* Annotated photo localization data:
◆ ◆ ◆ ◆ ◆

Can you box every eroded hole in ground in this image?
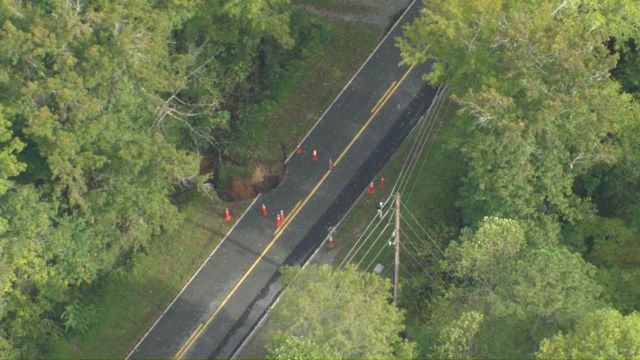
[222,163,285,201]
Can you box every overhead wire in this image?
[364,233,394,271]
[400,215,443,260]
[338,84,450,273]
[339,204,393,268]
[387,84,447,197]
[401,201,446,257]
[344,220,392,268]
[355,220,394,268]
[394,85,448,197]
[404,88,450,200]
[400,246,437,283]
[396,100,439,196]
[399,226,434,269]
[391,86,442,197]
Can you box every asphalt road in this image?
[128,1,436,358]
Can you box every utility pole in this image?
[393,193,400,305]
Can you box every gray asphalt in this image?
[128,1,436,358]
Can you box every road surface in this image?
[128,1,436,358]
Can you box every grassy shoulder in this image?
[241,101,466,358]
[326,100,465,355]
[46,192,238,358]
[46,7,387,360]
[225,11,382,165]
[333,101,464,270]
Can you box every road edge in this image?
[232,1,420,356]
[127,1,418,357]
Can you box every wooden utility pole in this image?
[393,194,400,305]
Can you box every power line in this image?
[364,233,394,271]
[387,84,447,197]
[355,220,393,268]
[400,246,437,283]
[399,228,434,269]
[400,215,443,260]
[394,85,449,197]
[404,93,450,200]
[396,91,445,196]
[345,221,392,268]
[400,201,446,257]
[339,204,393,268]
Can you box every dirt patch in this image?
[295,0,413,27]
[225,164,285,201]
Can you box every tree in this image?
[419,217,602,358]
[0,0,296,356]
[432,311,483,359]
[267,265,415,359]
[398,0,640,225]
[538,308,640,359]
[445,217,525,288]
[0,106,24,198]
[495,246,602,337]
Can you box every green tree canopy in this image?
[0,0,295,356]
[267,265,415,360]
[398,0,640,225]
[538,308,640,359]
[421,217,602,358]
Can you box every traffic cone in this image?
[224,208,232,222]
[328,158,334,170]
[275,213,282,228]
[295,144,303,154]
[311,149,319,162]
[327,235,335,249]
[367,182,375,194]
[280,209,286,222]
[379,177,385,189]
[261,203,267,217]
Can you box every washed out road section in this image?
[128,1,434,358]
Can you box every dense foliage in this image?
[395,0,640,358]
[0,0,296,357]
[266,265,415,360]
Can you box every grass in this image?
[263,17,381,160]
[333,100,465,272]
[46,192,241,359]
[46,7,388,360]
[326,99,466,357]
[229,10,382,165]
[241,100,468,358]
[294,0,376,15]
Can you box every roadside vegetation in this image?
[265,1,640,359]
[0,0,385,358]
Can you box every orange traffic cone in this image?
[295,144,303,154]
[367,182,375,194]
[275,213,282,228]
[328,158,334,170]
[261,203,267,217]
[224,208,232,222]
[327,235,335,249]
[311,149,319,162]
[379,177,385,189]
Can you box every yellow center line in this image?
[334,64,415,167]
[175,323,204,359]
[275,200,302,237]
[176,177,332,359]
[371,80,397,114]
[174,63,416,359]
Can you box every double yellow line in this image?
[174,64,415,359]
[275,200,302,237]
[371,81,397,114]
[334,64,415,167]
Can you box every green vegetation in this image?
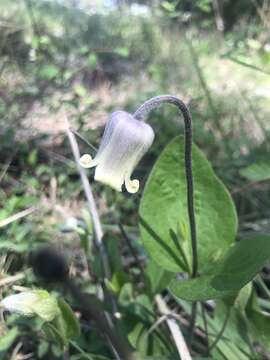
[0,1,270,359]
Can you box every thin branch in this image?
[0,273,25,287]
[0,207,36,228]
[69,128,98,152]
[225,56,270,76]
[0,151,17,184]
[66,127,111,280]
[155,295,192,360]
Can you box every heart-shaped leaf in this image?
[139,136,237,273]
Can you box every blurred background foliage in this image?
[0,0,270,359]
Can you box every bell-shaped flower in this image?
[79,111,154,193]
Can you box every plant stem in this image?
[70,127,98,152]
[201,302,209,355]
[67,128,111,280]
[188,301,197,345]
[209,307,230,352]
[118,223,144,275]
[135,96,199,346]
[134,95,198,278]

◆ ◆ ◆ ◆ ◆

* WHAT NEEDS TO BE DONE:
Copy out every line above without change, dropping the pictures.

* OUTPUT:
Can you box every eroded hole in ground in this image?
[222,163,285,201]
Can you box every overhead wire in this image?
[364,233,394,271]
[400,215,443,260]
[338,84,450,273]
[339,204,393,268]
[387,84,447,197]
[401,201,446,257]
[344,220,392,268]
[355,220,394,268]
[394,85,448,197]
[404,88,450,200]
[400,246,437,283]
[396,100,439,196]
[399,226,434,269]
[391,86,442,197]
Can you box every asphalt road in this image?
[128,1,436,358]
Can you box every utility pole in this image?
[393,193,400,305]
Can you box every gray asphalt in this image?
[128,1,436,358]
Can you box every road surface in this image?
[128,1,436,358]
Can you box every grassy shoulder in this image?
[241,101,466,358]
[326,100,465,355]
[46,192,238,358]
[46,7,387,360]
[225,11,382,165]
[333,101,464,270]
Can you box every road edge in this image?
[232,1,420,356]
[127,1,418,357]
Can you box every wooden utility pole in this image?
[393,194,400,305]
Can you box every power line in this image?
[364,233,394,271]
[387,84,447,197]
[355,220,393,268]
[400,246,437,283]
[399,228,434,269]
[400,215,443,260]
[394,85,449,197]
[404,93,450,200]
[396,91,445,196]
[345,221,392,268]
[400,201,446,257]
[339,204,393,268]
Can you box every dirt patch in this image?
[295,0,413,27]
[225,164,285,201]
Can you box every tree in this image?
[419,217,602,358]
[0,0,296,356]
[432,311,483,359]
[267,265,415,359]
[398,0,640,225]
[538,308,640,359]
[445,217,525,288]
[0,106,24,198]
[495,246,602,337]
Can you box every green tree canopy in this image?
[0,0,295,356]
[267,265,415,360]
[398,0,640,225]
[538,308,640,359]
[421,217,602,358]
Can you box every traffic cone in this image?
[224,208,232,222]
[328,158,334,170]
[275,213,282,228]
[295,144,303,154]
[311,149,319,162]
[327,235,335,249]
[367,182,375,194]
[280,209,286,222]
[379,177,385,189]
[261,203,267,217]
Can you box every washed out road section in this image?
[128,1,434,358]
Can you box every dense foliage in this image?
[395,0,640,358]
[0,0,296,357]
[266,265,415,360]
Can you box every grass in this image?
[263,17,381,160]
[333,100,465,272]
[46,192,241,359]
[46,7,388,360]
[326,99,466,357]
[229,10,382,165]
[241,100,468,358]
[294,0,376,15]
Can you box every roadside vegetation in this image?
[265,1,640,359]
[0,0,385,358]
Can you box every orange traffic cone in this image?
[295,144,303,154]
[367,182,375,194]
[275,213,282,228]
[328,158,334,170]
[261,203,267,217]
[224,208,232,222]
[327,235,335,249]
[311,149,319,162]
[379,177,385,189]
Can you box every yellow center line in this image?
[334,64,415,167]
[175,323,204,359]
[275,200,302,237]
[176,177,332,359]
[371,80,397,114]
[174,63,416,359]
Can you box every double yellow line in this image?
[174,64,415,359]
[275,200,302,237]
[371,81,397,114]
[334,64,415,167]
Can you box every green vegetation in this image?
[0,1,270,359]
Can you box every thin branch in this image?
[0,273,25,287]
[0,207,36,228]
[69,128,98,152]
[225,56,270,76]
[0,151,17,184]
[66,127,111,280]
[155,295,192,360]
Can you box every heart-shaped leaf in this image?
[139,136,237,273]
Can you box every blurred background foliage in this image?
[0,0,270,359]
Can you box every bell-shaped flower in this image?
[79,111,154,193]
Can you box every plant stem in this image?
[70,127,98,152]
[201,302,209,355]
[67,128,111,280]
[188,301,197,345]
[209,307,230,352]
[118,223,144,275]
[135,96,199,346]
[134,95,198,278]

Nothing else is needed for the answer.